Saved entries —
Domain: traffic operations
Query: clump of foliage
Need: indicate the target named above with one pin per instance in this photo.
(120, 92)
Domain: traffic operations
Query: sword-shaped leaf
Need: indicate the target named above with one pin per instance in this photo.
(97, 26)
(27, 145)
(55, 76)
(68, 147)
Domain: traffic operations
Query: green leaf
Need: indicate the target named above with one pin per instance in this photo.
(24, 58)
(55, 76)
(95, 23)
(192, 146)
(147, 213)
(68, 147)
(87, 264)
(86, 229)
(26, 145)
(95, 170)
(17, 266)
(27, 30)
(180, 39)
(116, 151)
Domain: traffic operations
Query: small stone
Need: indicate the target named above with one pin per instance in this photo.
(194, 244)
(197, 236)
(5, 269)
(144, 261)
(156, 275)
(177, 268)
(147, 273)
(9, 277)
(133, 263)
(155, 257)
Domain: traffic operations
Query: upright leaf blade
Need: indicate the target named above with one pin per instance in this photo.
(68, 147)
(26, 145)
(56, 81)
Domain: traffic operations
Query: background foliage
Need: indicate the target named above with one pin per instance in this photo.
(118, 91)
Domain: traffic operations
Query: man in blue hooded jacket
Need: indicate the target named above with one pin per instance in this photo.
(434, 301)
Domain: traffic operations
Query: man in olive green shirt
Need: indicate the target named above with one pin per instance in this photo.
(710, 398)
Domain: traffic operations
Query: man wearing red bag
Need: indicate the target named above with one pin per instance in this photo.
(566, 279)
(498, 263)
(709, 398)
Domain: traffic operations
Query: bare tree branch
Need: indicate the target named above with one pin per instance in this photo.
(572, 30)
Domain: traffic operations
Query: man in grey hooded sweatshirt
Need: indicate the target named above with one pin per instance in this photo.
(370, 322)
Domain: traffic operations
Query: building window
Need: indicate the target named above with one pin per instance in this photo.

EXERCISE DIRECTIONS — In the records above, some lines hold the word "green"; copy each such line.

TASK RESPONSE —
Query: green leaf
Query: man in olive green shirt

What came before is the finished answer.